* [Selected passage]:
[Start of Attachment]

Sir Gordon Gordon-Taylor CB KBE FRCS FACS (né William Gordon Taylor, 18 March 1878 – 3 September 1960) was a British surgeon.

He was born William Gordon Taylor, the only son of wine merchant John Taylor of London Bridge,
but was moved to Aberdeen in 1885 after the death of his father. There he was educated at Gordon College and Aberdeen University (MA, 1903). The family returned to London and he entered the Middlesex Hospital school, graduating first-class honours B.Sc in anatomy in 1904. After working as a surgeon to out-patients at the Royal Northern Hospital in north London was appointed in 1907 Assistant Surgeon at the Middlesex Hospital.

During the First World War he was made a Captain in the RAMC in March 1915 and served first at home and then in France, where he was involved in the battles of the Somme and Passchendaele. Promoted to Major, he later acted as consulting surgeon to the 4th Army, and was awarded the OBE. After returning to England in December 1918, he established a worldwide reputation as a surgeon, pioneering the techniques of blood transfusion. His main interests lay in the surgical treatment of breast, mouth and pharynx afflictions.

During the Second World War he served as a Surgeon Rear-Admiral in the Royal Navy. After his retirement during the war he gave lectures to several medical societies and was elected President of the Medical Society of London in 1941-42, the Association of Surgeons of Great Britain and Ireland in 1944-45 and the Royal Society of Medicine in 1944-5. He was knighted CB in 1942 and KBE in 1946.

[End of Attachment]

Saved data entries
[Start of Attachment]

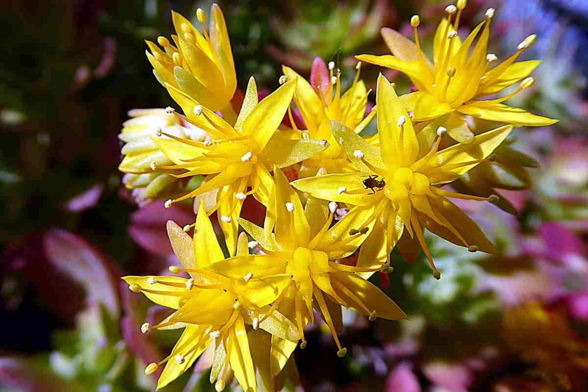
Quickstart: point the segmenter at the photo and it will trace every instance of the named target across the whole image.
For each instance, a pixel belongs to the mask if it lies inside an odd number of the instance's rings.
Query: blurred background
[[[342,339],[350,352],[343,360],[322,327],[311,327],[308,348],[296,352],[304,390],[588,390],[588,1],[469,2],[460,33],[496,8],[490,50],[499,57],[538,34],[524,53],[543,61],[535,85],[511,101],[561,121],[519,129],[509,141],[539,164],[524,175],[502,174],[504,187],[529,188],[500,191],[516,215],[460,203],[500,254],[470,253],[432,236],[443,272],[437,282],[424,259],[407,264],[395,251],[395,272],[372,280],[410,321],[368,323],[346,313]],[[253,75],[268,92],[280,64],[308,76],[315,56],[335,61],[350,85],[353,55],[387,54],[385,26],[412,38],[408,21],[416,13],[430,49],[447,5],[220,2],[239,87]],[[129,295],[118,278],[177,263],[165,222],[192,223],[193,213],[161,201],[138,208],[117,169],[118,134],[129,110],[172,104],[153,76],[144,40],[169,36],[171,9],[195,19],[197,8],[208,13],[210,5],[9,0],[2,6],[2,392],[154,390],[144,366],[165,356],[177,336],[141,334],[142,323],[165,310]],[[368,88],[380,71],[364,65]],[[399,92],[409,91],[405,76],[386,76]],[[213,390],[207,360],[164,390]]]

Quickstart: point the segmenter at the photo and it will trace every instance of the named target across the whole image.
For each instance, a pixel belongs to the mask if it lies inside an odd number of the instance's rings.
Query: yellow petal
[[[310,240],[310,228],[298,194],[288,183],[282,170],[276,167],[273,170],[273,180],[276,192],[276,240],[283,247],[286,246],[285,244],[293,244],[294,247],[297,244],[306,245]],[[293,210],[289,211],[288,206],[293,206]]]
[[[429,177],[432,184],[450,182],[477,165],[472,163],[459,167],[446,169],[448,165],[466,163],[483,159],[490,155],[512,130],[505,125],[474,138],[469,144],[457,144],[435,153],[419,170]]]
[[[289,80],[298,79],[294,92],[294,101],[308,129],[318,128],[322,117],[324,103],[306,79],[298,75],[293,69],[282,65],[282,72]]]
[[[249,341],[247,339],[247,331],[243,322],[243,318],[239,317],[231,329],[233,346],[230,350],[229,361],[230,367],[235,373],[235,377],[239,381],[245,392],[257,390],[255,379],[255,368],[253,367],[251,352],[249,351]]]
[[[157,381],[158,389],[161,389],[183,374],[206,350],[207,339],[205,336],[205,330],[206,326],[188,326],[186,327],[172,350],[172,355],[173,356],[168,361],[163,371],[159,376]],[[187,355],[182,354],[187,353],[196,345],[198,348],[194,351]],[[180,350],[181,349],[182,349]],[[183,356],[184,360],[181,364],[178,363],[175,360],[174,357],[178,354]]]
[[[156,283],[151,283],[147,282],[149,278],[155,278]],[[186,282],[188,279],[178,276],[125,276],[123,280],[130,284],[136,284],[149,291],[162,293],[150,293],[142,292],[147,298],[158,305],[166,306],[172,309],[180,308],[180,301],[183,298],[188,297],[188,290],[186,289]],[[168,286],[165,283],[179,283],[181,287]],[[175,294],[178,295],[175,295]],[[182,296],[182,294],[186,294]]]
[[[520,108],[513,108],[502,103],[485,105],[483,107],[465,105],[458,108],[457,110],[463,114],[470,115],[485,120],[509,123],[514,125],[546,126],[559,121],[547,117],[537,116]]]
[[[262,150],[282,122],[292,102],[296,80],[286,82],[265,97],[243,123],[243,133],[253,136]]]
[[[367,191],[362,192],[365,187],[362,181],[366,178],[362,177],[362,173],[328,174],[296,180],[292,185],[301,192],[323,200],[348,203],[354,206],[371,205],[383,195],[381,192],[375,194]],[[346,190],[339,192],[340,188],[345,188]]]
[[[195,263],[198,268],[206,268],[215,262],[225,259],[203,202],[200,203],[196,217],[193,247]]]
[[[381,73],[377,78],[377,130],[382,160],[390,171],[409,166],[419,154],[419,143],[412,122],[394,88]],[[399,126],[399,120],[403,117],[403,125]]]
[[[365,279],[355,274],[343,273],[337,274],[336,279],[361,300],[370,311],[375,310],[377,317],[387,320],[408,319],[394,301]],[[356,304],[353,300],[341,292],[339,292],[339,294],[346,299],[350,309],[358,313],[366,314],[362,307]]]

[End of Attachment]

* [Activity]:
Set down, word for word, the portion of the Gordon Gordon-Taylor biography from "During the First" to "and pharynx afflictions.".

* [Output for this task]:
During the First World War he was made a Captain in the RAMC in March 1915 and served first at home and then in France, where he was involved in the battles of the Somme and Passchendaele. Promoted to Major, he later acted as consulting surgeon to the 4th Army, and was awarded the OBE. After returning to England in December 1918, he established a worldwide reputation as a surgeon, pioneering the techniques of blood transfusion. His main interests lay in the surgical treatment of breast, mouth and pharynx afflictions.